Location annotation dataset rows (excerpt)
◇ ◇ ◇ ◇
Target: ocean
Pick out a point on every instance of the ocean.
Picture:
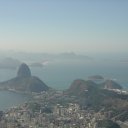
(60, 75)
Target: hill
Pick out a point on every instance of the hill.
(24, 82)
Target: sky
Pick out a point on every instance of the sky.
(55, 26)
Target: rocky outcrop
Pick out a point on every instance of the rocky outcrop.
(24, 71)
(24, 82)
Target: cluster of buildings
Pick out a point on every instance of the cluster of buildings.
(40, 114)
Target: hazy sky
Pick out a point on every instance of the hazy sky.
(64, 25)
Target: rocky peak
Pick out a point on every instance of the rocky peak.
(24, 71)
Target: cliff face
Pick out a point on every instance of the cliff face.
(24, 71)
(25, 82)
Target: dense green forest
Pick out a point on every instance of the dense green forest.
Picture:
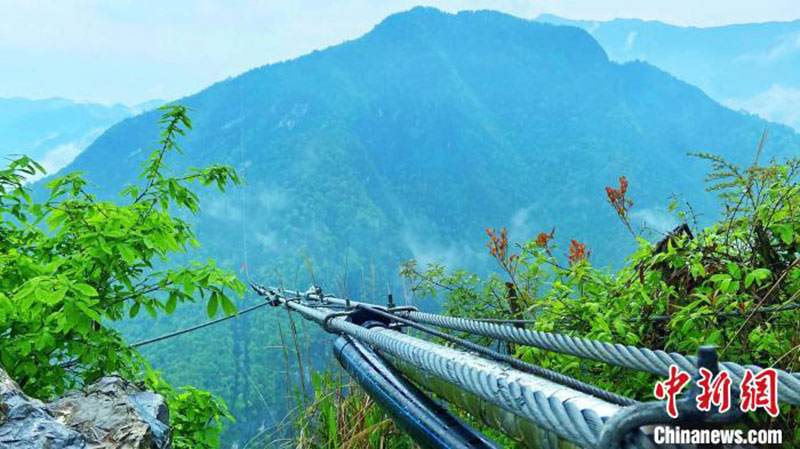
(731, 285)
(406, 144)
(750, 65)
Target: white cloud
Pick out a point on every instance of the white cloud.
(630, 40)
(778, 103)
(787, 45)
(654, 219)
(429, 250)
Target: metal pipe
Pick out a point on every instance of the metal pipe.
(427, 422)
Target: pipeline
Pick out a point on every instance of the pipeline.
(571, 415)
(427, 422)
(642, 359)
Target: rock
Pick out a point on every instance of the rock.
(111, 413)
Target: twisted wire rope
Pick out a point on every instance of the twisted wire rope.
(570, 414)
(642, 359)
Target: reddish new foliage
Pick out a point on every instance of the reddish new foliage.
(618, 200)
(543, 239)
(498, 245)
(577, 252)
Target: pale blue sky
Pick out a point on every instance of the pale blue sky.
(135, 50)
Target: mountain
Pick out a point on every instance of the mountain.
(55, 130)
(748, 66)
(409, 142)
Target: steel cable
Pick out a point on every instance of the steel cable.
(570, 414)
(642, 359)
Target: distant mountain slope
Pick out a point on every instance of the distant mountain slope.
(409, 142)
(55, 130)
(754, 66)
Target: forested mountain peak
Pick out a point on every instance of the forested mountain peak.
(408, 143)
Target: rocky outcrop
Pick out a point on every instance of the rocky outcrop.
(111, 413)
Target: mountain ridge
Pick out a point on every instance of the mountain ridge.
(409, 142)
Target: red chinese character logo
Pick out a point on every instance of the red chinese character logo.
(759, 391)
(670, 388)
(716, 391)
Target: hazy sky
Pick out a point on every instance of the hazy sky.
(135, 50)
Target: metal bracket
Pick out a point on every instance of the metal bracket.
(620, 426)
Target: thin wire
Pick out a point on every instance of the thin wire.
(199, 326)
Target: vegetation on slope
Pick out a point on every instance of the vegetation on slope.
(72, 265)
(692, 288)
(406, 143)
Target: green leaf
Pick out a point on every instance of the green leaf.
(212, 305)
(227, 306)
(85, 289)
(172, 302)
(134, 310)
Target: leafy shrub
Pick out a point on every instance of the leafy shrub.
(71, 264)
(690, 289)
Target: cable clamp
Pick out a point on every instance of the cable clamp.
(327, 320)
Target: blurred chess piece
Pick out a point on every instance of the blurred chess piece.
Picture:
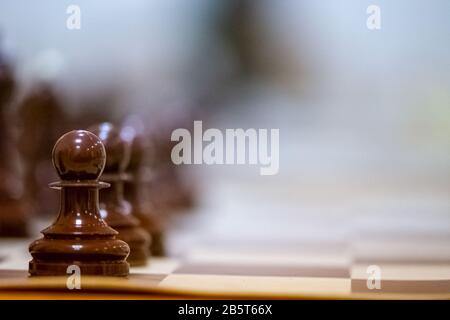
(13, 217)
(169, 189)
(41, 120)
(116, 211)
(79, 236)
(136, 190)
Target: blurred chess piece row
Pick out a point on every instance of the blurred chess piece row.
(146, 188)
(13, 211)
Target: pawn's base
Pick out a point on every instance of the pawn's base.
(54, 268)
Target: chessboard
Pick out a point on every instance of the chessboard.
(222, 270)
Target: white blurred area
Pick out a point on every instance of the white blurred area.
(363, 115)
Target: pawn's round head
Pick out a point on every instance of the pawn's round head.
(79, 155)
(117, 147)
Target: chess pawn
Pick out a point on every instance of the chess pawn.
(116, 211)
(79, 236)
(144, 209)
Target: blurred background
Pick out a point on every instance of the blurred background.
(363, 114)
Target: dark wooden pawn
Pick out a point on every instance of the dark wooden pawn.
(113, 207)
(79, 236)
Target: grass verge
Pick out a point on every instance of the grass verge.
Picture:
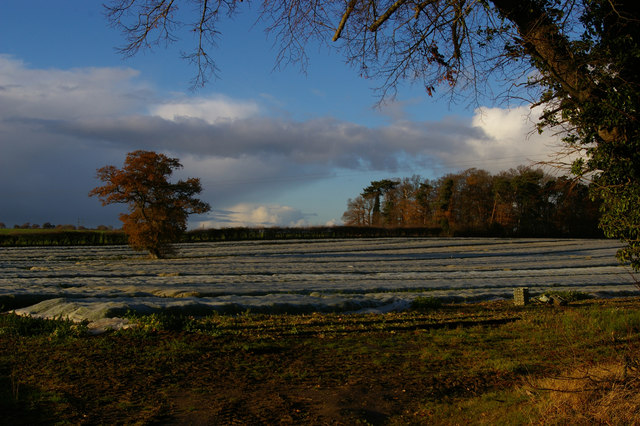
(486, 363)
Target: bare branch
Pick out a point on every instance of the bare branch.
(343, 21)
(386, 15)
◇ ◇ ◇ ◇
Given exercise
Format the rows above as a JSON list of strings, one per line with blank lines omitted, covering the stretch from the line containing "Target: bare branch" through the final row.

Reply to the task
[
  "Target: bare branch",
  "Pick out a point on every instance of the bare branch.",
  "(343, 21)",
  "(386, 15)"
]